# TEXT SECTION:
Within HPV-positive OPSCC cohorts, volumetric FDG burden generally remains prognostic, but cut-offs and effect sizes are often more modest and variable than in mixed HNSCC series. Alluri et al. studied 70 patients with HPV-positive stage III–IV OPSCC and found that total and primary tumour MTV were significantly associated with event-free survival, with total MTV and then primary MTV remaining independent prognostic markers in multivariable models, whereas SUV metrics and most TLG measures did not [51]. In Mena et al. (n = 105 HPV-positive OPSCC), baseline MTV measured on PET/CT using gradient-based and 50% SUV_{max} segmentation showed an optimal total MTV cut-off of ≈12.7 mL for event-free survival in Kaplan–Meier analysis, while multivariable models identified intratumoural heterogeneity (AUC-CSH) as an independent predictor; patients with both higher heterogeneity and higher SUV_{max} had the worst outcomes [52]. Together, these data suggest that in HPV-positive OPSCC, tumour burden remains clinically informative, but prognostic thresholds and independent effects are more nuanced and depend on how volumetric and heterogeneity metrics are modelled.

Methodological details are useful for replication, as shown when Alluri et al. focused on stage III–IV HPV-POSITIVE OPSCC treated definitively, analysing PET-derived SUVmax/SUVmean/SUVpeak, MTV, TLG, and reporting MTV as independent prognosticators after adjustment [51]. Mena et al. computed primary tumour MTV via gradient-based and 50% SUVmax segmentation and defined TLG as SUVmean × MTV; optimal cut-offs (e.g., SUVmax ~ 16.7; MTV ~ 12.7 mL) separated risk groups, and heterogeneity (lower AUC-CSH) plus higher MTV identified the poorest EFS, underscoring that volumetric burden remains valuable even as HPV-positive biology moderates effect sizes [52].

3.4.3. PET Texture and Radiomics-Based Prognostic Models

In advanced T-stage OPSCC treated with curative-intent (chemo)RT, pretreatment PET texture adds prognostic signal beyond bulk uptake. Cheng et al. extracted histogram, GLCM (e.g., uniformity, entropy, and dissimilarity), and NGTDM features from primary tumour PET VOIs (SUV ≥ 2.5) [53]. On multivariable Cox analysis, GLCM uniformity remained independently associated with PFS/DSS/OS alongside TLG; a simple score combining TLG > 121.9 and uniformity ≤ 0.138 identified markedly poorer outcomes (p < 0.001 for PFS/DSS; p = 0.002 for OS). These findings illustrate that spatial texture—particularly low uniformity (i.e., higher heterogeneity)—can stratify risk independent of volumetric burden.

(Referring expression pointing data)
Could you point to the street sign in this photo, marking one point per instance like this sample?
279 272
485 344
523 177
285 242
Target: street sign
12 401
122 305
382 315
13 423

# ASSIGNED TASK:
Copy word for word the part of the PET prognosis text that begins at "In advanced T-stage" and stops after "of volumetric burden.".

# OUTPUT:
In advanced T-stage OPSCC treated with curative-intent (chemo)RT, pretreatment PET texture adds prognostic signal beyond bulk uptake. Cheng et al. extracted histogram, GLCM (e.g., uniformity, entropy, and dissimilarity), and NGTDM features from primary tumour PET VOIs (SUV ≥ 2.5) [53]. On multivariable Cox analysis, GLCM uniformity remained independently associated with PFS/DSS/OS alongside TLG; a simple score combining TLG > 121.9 and uniformity ≤ 0.138 identified markedly poorer outcomes (p < 0.001 for PFS/DSS; p = 0.002 for OS). These findings illustrate that spatial texture—particularly low uniformity (i.e., higher heterogeneity)—can stratify risk independent of volumetric burden.